(Location labeling records)
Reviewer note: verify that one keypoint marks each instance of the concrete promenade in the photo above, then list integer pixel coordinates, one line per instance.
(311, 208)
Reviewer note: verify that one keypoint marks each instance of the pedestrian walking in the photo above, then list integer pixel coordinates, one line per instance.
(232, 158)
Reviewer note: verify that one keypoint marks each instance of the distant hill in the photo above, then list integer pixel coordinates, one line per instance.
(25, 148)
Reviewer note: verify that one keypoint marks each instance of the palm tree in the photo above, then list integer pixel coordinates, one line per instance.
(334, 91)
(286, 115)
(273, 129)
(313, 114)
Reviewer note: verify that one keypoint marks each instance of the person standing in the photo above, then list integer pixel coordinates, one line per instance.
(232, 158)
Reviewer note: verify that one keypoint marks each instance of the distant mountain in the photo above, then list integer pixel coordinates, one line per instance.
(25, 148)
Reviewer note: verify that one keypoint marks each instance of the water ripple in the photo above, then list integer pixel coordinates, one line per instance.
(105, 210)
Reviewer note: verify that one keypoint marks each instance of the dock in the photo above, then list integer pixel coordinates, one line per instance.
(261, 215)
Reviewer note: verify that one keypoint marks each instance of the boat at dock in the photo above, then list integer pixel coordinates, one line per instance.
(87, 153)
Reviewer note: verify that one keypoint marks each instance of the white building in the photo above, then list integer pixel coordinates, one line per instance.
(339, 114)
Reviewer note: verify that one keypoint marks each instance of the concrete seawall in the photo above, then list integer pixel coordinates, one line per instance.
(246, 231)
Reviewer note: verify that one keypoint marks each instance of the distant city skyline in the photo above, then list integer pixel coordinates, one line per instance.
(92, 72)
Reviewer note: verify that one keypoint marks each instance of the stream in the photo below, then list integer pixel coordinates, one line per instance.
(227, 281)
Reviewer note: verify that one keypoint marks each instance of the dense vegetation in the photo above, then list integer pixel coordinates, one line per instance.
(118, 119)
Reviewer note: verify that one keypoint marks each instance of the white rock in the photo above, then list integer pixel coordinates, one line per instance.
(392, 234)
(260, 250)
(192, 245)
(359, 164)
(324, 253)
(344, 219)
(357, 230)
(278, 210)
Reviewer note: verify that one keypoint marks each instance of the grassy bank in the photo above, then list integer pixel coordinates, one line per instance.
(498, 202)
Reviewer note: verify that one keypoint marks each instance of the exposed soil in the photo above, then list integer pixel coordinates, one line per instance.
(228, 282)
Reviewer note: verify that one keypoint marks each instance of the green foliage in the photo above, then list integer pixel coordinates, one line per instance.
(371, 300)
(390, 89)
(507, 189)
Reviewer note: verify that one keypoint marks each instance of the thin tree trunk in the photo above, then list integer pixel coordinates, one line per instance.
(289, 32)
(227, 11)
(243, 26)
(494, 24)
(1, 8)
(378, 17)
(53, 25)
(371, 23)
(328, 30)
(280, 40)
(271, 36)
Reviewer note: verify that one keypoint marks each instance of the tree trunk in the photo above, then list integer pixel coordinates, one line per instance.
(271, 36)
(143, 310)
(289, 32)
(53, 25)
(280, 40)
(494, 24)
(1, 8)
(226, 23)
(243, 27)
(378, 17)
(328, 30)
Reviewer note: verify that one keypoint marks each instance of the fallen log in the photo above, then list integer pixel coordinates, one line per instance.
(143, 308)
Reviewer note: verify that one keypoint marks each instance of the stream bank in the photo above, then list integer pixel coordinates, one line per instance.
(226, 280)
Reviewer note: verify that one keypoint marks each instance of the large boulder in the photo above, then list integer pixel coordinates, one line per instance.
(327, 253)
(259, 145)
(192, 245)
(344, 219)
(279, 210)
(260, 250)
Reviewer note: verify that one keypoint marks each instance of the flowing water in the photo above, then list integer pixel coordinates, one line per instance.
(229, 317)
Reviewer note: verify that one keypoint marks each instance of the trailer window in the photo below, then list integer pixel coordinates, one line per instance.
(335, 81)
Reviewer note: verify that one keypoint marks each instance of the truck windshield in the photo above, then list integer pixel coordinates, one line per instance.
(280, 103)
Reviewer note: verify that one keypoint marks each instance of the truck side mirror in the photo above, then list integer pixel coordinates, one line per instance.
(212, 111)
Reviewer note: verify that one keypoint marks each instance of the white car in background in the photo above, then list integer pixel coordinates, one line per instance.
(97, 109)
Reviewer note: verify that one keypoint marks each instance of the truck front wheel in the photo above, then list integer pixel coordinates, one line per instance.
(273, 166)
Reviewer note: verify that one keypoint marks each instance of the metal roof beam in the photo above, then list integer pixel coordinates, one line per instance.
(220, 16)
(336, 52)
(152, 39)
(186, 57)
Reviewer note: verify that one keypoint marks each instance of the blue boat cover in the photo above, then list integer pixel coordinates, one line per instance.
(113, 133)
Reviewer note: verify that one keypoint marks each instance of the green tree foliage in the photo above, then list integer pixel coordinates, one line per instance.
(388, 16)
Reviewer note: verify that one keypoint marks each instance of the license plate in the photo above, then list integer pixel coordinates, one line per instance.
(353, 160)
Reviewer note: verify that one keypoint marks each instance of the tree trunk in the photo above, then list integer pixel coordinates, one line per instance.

PROBLEM DESCRIPTION:
Write out everything from the line containing "of the license" down to the end of the records, requests included. Multiply each coordinate in the answers by 2.3 and round to whole numbers, with halves going up.

FINISHED EXERCISE:
Reviewer note: verify that one keypoint marks each instance of the license plate in the photo above, then list integer pixel coordinates, one line per instance.
(812, 368)
Reviewer note: verify that one keypoint marks each instance of the tree trunk in the photo above, then list integer pixel coordinates, one line per instance.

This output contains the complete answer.